WHAT TO DO: Every entry below should be transcribed exactly; pictures stay out of the copy.

(Image point grounding data)
────────────────────────────────────────

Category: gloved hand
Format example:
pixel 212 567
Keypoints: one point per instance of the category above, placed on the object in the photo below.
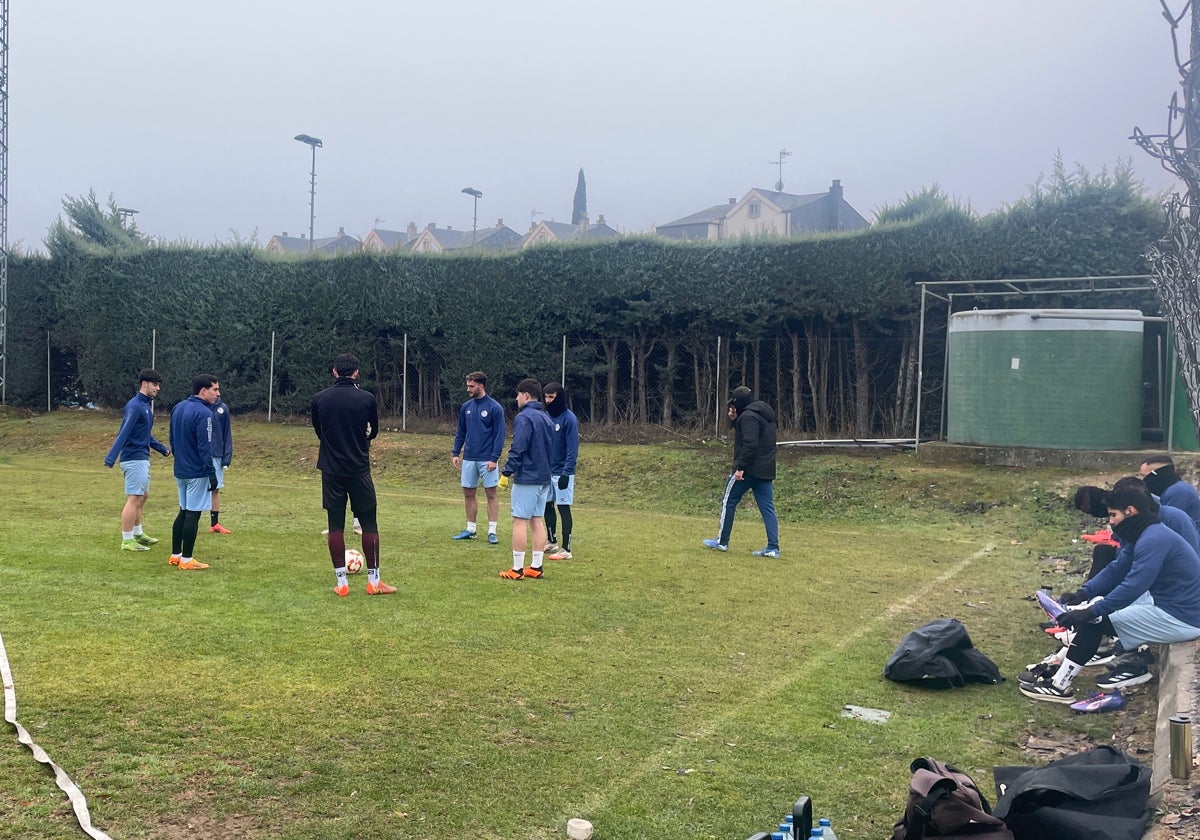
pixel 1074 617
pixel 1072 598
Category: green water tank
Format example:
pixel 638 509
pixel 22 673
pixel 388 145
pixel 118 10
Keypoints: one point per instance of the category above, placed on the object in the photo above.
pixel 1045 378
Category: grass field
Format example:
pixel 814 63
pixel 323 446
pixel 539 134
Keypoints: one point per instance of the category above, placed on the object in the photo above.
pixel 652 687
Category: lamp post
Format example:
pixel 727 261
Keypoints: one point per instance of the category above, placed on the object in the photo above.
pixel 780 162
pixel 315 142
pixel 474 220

────────────────────────────────────────

ANSWER:
Category: gloved hand
Format example:
pixel 212 567
Keypoints: one point per instance of the category above, placed on the object in the photo below.
pixel 1074 617
pixel 1072 598
Category: green water tank
Format example:
pixel 638 509
pixel 22 673
pixel 388 145
pixel 118 10
Keypoints: one point per instance of the category above, placed on the object in the photo above.
pixel 1045 378
Category: grass field
Format example:
pixel 814 63
pixel 323 446
pixel 539 134
Keypoints: one point per instance of the category above, placed on the object in the photo above.
pixel 652 687
Category: lamp post
Format example:
pixel 727 261
Keypoints: one point per instance of the category above, placed on the object in the photo above.
pixel 780 162
pixel 315 142
pixel 474 220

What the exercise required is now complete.